▶ _THE EXERCISE_: Print the lines below word for word, starting at the line that contains "of the distant" and ending at the last line of the items, both included. Leave the pictures out of your answer.

▶ _INPUT FOR THIS TASK_:
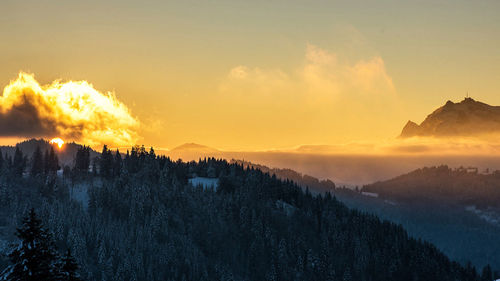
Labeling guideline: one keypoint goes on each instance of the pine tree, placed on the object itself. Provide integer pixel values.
(117, 164)
(69, 268)
(106, 162)
(1, 160)
(18, 163)
(37, 162)
(35, 257)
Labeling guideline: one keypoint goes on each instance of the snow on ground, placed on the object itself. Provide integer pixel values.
(370, 194)
(206, 183)
(488, 215)
(285, 207)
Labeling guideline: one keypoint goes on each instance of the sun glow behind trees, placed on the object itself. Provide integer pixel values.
(73, 110)
(58, 141)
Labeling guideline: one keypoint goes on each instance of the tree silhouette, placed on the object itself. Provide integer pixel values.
(37, 162)
(69, 268)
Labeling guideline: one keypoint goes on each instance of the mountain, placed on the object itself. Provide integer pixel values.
(468, 118)
(463, 186)
(193, 147)
(66, 153)
(148, 222)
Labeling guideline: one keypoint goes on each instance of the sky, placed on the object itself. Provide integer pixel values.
(257, 75)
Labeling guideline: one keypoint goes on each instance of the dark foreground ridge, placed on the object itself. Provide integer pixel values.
(139, 217)
(468, 118)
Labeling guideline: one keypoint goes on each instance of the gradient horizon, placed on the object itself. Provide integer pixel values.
(253, 76)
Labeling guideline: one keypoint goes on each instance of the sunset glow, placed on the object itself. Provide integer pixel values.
(74, 110)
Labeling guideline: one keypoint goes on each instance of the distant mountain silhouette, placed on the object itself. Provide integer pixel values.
(65, 154)
(468, 118)
(193, 147)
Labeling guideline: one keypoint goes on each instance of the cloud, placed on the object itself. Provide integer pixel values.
(72, 110)
(323, 75)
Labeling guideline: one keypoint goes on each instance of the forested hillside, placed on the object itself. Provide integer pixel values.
(142, 220)
(443, 184)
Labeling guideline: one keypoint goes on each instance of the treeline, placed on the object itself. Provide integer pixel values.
(144, 221)
(284, 174)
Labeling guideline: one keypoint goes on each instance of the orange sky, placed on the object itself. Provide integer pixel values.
(241, 76)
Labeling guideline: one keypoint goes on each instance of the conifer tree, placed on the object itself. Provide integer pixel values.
(37, 162)
(35, 257)
(117, 164)
(69, 268)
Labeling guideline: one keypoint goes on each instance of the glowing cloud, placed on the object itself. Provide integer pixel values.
(72, 110)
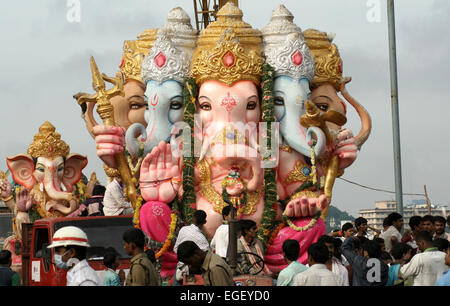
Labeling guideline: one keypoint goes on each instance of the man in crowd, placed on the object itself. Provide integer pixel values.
(444, 280)
(392, 235)
(439, 228)
(142, 272)
(291, 250)
(368, 269)
(332, 263)
(415, 225)
(70, 244)
(318, 274)
(427, 224)
(426, 267)
(193, 233)
(361, 227)
(113, 202)
(8, 277)
(219, 243)
(214, 269)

▶ _WRITTEN ANSWER_:
Labeling guideline: one keypoint goes on each instance of the distant mountain silhouette, placed on the object itself. Provide integer pixel values.
(65, 154)
(468, 118)
(193, 147)
Labeling guideline: one keypoint goes on each instance of the cloud, placed on the object itself. Provide integer pixel values.
(72, 110)
(323, 75)
Labeling guideline: one keypoint goes on each instance of the forested hillside, placed on the object itself. Provide integer pixel values.
(142, 220)
(443, 184)
Labeling guideline: one keypoint goes on each instance of the treeline, placed on the object itself. Provide integer pixel values.
(144, 221)
(284, 174)
Labeling guideline: one keypoint goes on each instance of the orange sky, placed on the object itself. Provide integer pixel values.
(241, 76)
Labeling guideline: one keypoint goes on each instance of the conifer tree, placed on the object itself. Provide integer pixel values.
(37, 162)
(35, 257)
(117, 164)
(69, 268)
Labeling guideline: one keypoint goes on each instance of the glowing cloud, placed on the object itself. Provide integer pixel values.
(72, 110)
Labeling guideline: one keypoint goes on each instance of the man in crowd, placed on the object itself. Provide integer pixel values.
(444, 280)
(392, 235)
(439, 228)
(142, 272)
(291, 250)
(368, 269)
(332, 263)
(415, 225)
(70, 244)
(318, 274)
(427, 224)
(426, 267)
(193, 233)
(361, 227)
(113, 202)
(8, 277)
(219, 243)
(214, 269)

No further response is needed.